January 18, 2008

200th Post

Yes, it's official. Post #200. Let the wide eyed crazy talk continue. And The Bedfordhillsian's 1 year mark is coming up too. This can only mean one thing - it's time for the ultimate cop out, the retrospective. Think of it as the DVD commentary that no one ever asked for but got anyway. Looking back, I must admit that I haven't set out to do anything in particular with this blog (as a quick reading should make evident). I've been using the format as an outlet to practice my writing, record interesting thoughts and facts, and express myself in general. There are a few themes that I seem to be developing that I'd like to share and some links to my favorite posts.

1. Dreams
First off, I've been recording some of my more interesting dreams. I started doing this when I had a particularly crazy dream about Janet Reno.

2. My Glasses
I've tried to keep the personal stuff to a minimum because I don't want my blog to become overrun with stories about my cats. Bad enough that I have so many damn stories about my glasses.

3. History
I love history. The worst thing to ever happen to history is when someone decided to try and teach it but instead developed a subject of intellectual weight best used for crushing the spirit of the young. Whether it's an obscure letter from George Washington to the Continental Congress or the ever popular, the Opium Wars, I spend considerable time digging into the dirty dust bunny corners of history.

4. Science, Politics and the Media
I like to tell people that I don't believe in science but that's only partly true. I've spent many posts exploring issues related to what I don't like to call the philosophy of science. In my mind, I generally lump science, politics and the media together because I usually feel like some kind of old kook when I hear other people talk about these topics. You know the kook I mean. The guy in the movie who thinks outside the box, predicts the imminent disaster, and somehow is the first one to be killed by the rampaging dinosaur/volcano/angry mob. But, I have to call um like I see um.

5. Other Contributors
Some other Bedfordhillsians also post from time to time. My brothers diggs and Premier Keith Kumar and my friend recon have chimed in a few times.

6. Interactive Bits
The caption contests and other attempts at collaboration speak for themselves. Hilarity ensues.

7. Random
Throw in the obligatory Britney rant, a juxtaposition of L Ron Hubbard with Dick Cheney, some futurism, and you've got yourself a blog.

Bill of State Rights

In 1833 the Supreme Court of the United States ruled in Barron v. Baltimore that the Bill of Rights, the first 10 amendments to the US Constitution, were applicable only in protecting citizens from actions of the federal government. Chief Justice John Marshall ruled that the people of the United States established the US constitution for their government, not for the government of the individual states.

-From Mass Media Law by Pember and Calvert (07-08 ed.)

Strange that I never heard of that before. The application of the Bill of Rights to state governments seems to have been established almost 100 years after the founding of the country by way of the 14th amendment and it's statement that no state can infringe on its citizen's liberties of which the liberties granted in the Bill of Rights is presumed to include.

People jaw so much about the US constitution in this country that they forget all about their state constitution. I'm sure my brother knows a lot more about it than I do.

- [TASK DESCRIPTION] Copy word for word the part of the blog post starting with "January 18, 2008" and going on through "about Janet Reno.". The entries that follow come from a separate source unrelated to the blog post.

- [SUPPLIED INFORMATION]
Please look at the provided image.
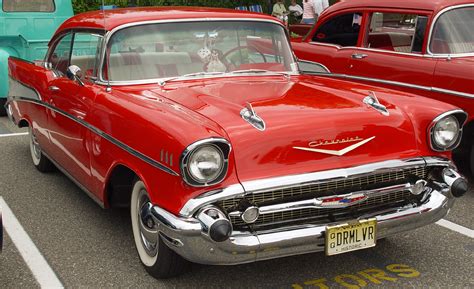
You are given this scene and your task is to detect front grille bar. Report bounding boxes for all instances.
[229,183,413,217]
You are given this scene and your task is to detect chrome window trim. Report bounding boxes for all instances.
[297,59,331,74]
[179,157,453,217]
[96,17,299,86]
[8,96,179,176]
[309,41,433,58]
[43,27,106,77]
[180,137,232,187]
[428,109,468,152]
[426,4,474,58]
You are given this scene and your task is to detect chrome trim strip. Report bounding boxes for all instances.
[426,4,474,58]
[152,188,454,265]
[306,72,474,99]
[96,17,296,86]
[428,109,468,152]
[9,96,179,176]
[179,157,453,217]
[244,183,413,215]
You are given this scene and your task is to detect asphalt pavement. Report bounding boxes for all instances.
[0,118,474,289]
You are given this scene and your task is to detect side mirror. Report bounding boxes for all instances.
[66,65,84,86]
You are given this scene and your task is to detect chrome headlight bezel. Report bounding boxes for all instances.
[181,138,231,187]
[429,109,467,152]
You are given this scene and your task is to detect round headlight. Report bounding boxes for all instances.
[432,115,460,150]
[188,145,224,184]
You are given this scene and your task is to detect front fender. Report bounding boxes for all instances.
[0,47,19,98]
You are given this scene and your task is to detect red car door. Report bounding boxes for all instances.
[44,32,102,188]
[346,11,437,88]
[292,11,363,73]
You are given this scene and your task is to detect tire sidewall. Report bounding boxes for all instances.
[130,181,160,267]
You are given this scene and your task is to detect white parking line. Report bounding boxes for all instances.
[436,219,474,239]
[0,197,64,288]
[0,132,28,137]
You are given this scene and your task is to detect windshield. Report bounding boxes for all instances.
[430,6,474,54]
[104,21,297,81]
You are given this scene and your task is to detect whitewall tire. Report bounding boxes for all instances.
[130,180,189,279]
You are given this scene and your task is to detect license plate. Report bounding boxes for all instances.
[326,219,377,256]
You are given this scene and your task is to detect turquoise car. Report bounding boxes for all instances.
[0,0,73,116]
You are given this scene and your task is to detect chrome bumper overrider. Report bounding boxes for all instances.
[152,184,454,265]
[150,157,467,265]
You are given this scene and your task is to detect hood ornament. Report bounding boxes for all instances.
[293,136,375,157]
[240,102,265,131]
[363,91,390,116]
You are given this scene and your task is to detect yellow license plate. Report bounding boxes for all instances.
[326,219,377,256]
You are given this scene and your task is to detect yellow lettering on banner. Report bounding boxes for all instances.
[304,278,329,289]
[386,264,421,278]
[358,268,397,284]
[334,274,367,289]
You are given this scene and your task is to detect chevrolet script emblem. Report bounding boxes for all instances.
[293,136,375,157]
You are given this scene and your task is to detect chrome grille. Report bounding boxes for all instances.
[230,191,413,227]
[218,167,427,227]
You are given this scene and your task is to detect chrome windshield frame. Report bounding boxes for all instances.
[96,17,300,86]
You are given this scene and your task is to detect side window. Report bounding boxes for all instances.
[3,0,55,12]
[48,34,72,75]
[313,13,362,46]
[71,32,102,78]
[430,6,474,54]
[366,12,427,53]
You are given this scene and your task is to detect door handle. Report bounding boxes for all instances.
[352,53,368,59]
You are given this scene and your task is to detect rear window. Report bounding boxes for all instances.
[3,0,55,12]
[430,7,474,54]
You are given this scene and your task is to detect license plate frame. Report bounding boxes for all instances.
[325,218,377,256]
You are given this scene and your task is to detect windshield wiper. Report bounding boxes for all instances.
[158,71,224,86]
[229,69,290,78]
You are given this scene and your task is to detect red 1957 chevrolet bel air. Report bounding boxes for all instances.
[292,0,474,174]
[3,7,467,278]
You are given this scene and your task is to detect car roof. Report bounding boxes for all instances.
[325,0,473,14]
[56,6,277,33]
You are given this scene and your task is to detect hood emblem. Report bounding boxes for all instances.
[293,136,375,157]
[363,91,390,116]
[240,102,265,131]
[316,193,368,209]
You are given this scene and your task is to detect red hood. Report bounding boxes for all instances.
[155,77,420,181]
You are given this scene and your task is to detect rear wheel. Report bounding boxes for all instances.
[130,180,189,279]
[28,126,54,173]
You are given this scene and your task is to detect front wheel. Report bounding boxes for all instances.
[28,126,54,173]
[130,180,189,279]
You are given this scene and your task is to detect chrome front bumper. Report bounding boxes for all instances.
[152,188,454,265]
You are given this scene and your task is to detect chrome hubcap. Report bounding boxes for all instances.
[137,190,158,257]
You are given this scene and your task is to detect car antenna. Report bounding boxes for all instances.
[101,0,112,92]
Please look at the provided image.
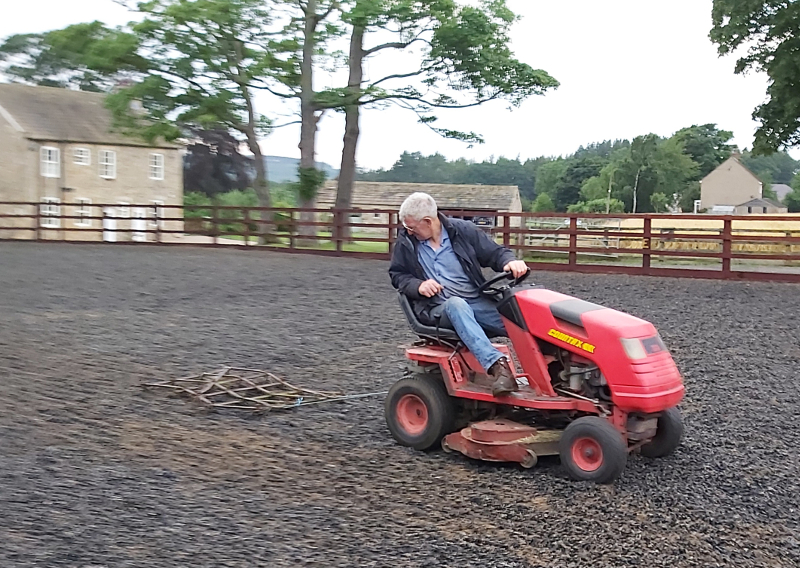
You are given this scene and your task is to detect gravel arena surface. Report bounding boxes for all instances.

- [PROBLEM SOLUTION]
January 18, 2008

200th Post

Yes, it's official. Post #200. Let the wide eyed crazy talk continue. And The Bedfordhillsian's 1 year mark is coming up too. This can only mean one thing - it's time for the ultimate cop out, the retrospective. Think of it as the DVD commentary that no one ever asked for but got anyway. Looking back, I must admit that I haven't set out to do anything in particular with this blog (as a quick reading should make evident). I've been using the format as an outlet to practice my writing, record interesting thoughts and facts, and express myself in general. There are a few themes that I seem to be developing that I'd like to share and some links to my favorite posts.

1. Dreams
First off, I've been recording some of my more interesting dreams. I started doing this when I had a particularly crazy dream about Janet Reno.